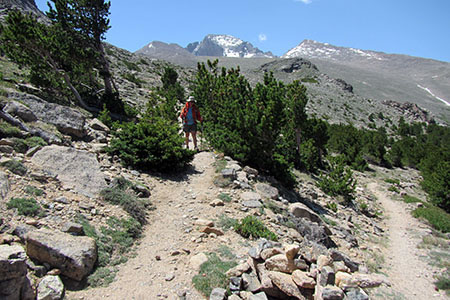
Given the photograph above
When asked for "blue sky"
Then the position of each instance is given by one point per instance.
(413, 27)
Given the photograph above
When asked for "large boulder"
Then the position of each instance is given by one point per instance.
(67, 120)
(76, 169)
(267, 191)
(74, 256)
(50, 288)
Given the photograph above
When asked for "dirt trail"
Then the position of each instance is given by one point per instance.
(408, 274)
(161, 268)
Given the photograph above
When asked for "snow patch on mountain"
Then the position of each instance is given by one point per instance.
(433, 95)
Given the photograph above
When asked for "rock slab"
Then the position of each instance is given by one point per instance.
(74, 256)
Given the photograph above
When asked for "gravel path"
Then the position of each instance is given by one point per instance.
(409, 274)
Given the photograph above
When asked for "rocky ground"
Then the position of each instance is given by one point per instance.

========

§ **What this task involves**: Every entry above is to be repeated word for word, with all pictures omitted.

§ **Written response**:
Given the photograph above
When asked for "blue sky"
Then the position of each instance is given by one point per instance.
(413, 27)
Given the photograph above
When asked for "large boulder"
Then the position of each instance is given by one point per instance.
(67, 120)
(76, 169)
(267, 191)
(74, 256)
(50, 288)
Given the photograph above
When asked for "dirt trail"
Then the position of each instance is given by one point per instance.
(408, 274)
(161, 268)
Given the photograph above
When asked for "snow patch on mountain"
Then the position of each instance is given by one point per instance.
(433, 95)
Given the photograph above
When asked for "rock slab"
Then the position of each instance is given by one point per instance.
(74, 256)
Given the photograph above
When asked for "gravel path"
Then the position of each instance is given by one point per instance.
(409, 274)
Given the photograph above
When asked for "rocky ground"
Then the position of each instance is given by one point per instance.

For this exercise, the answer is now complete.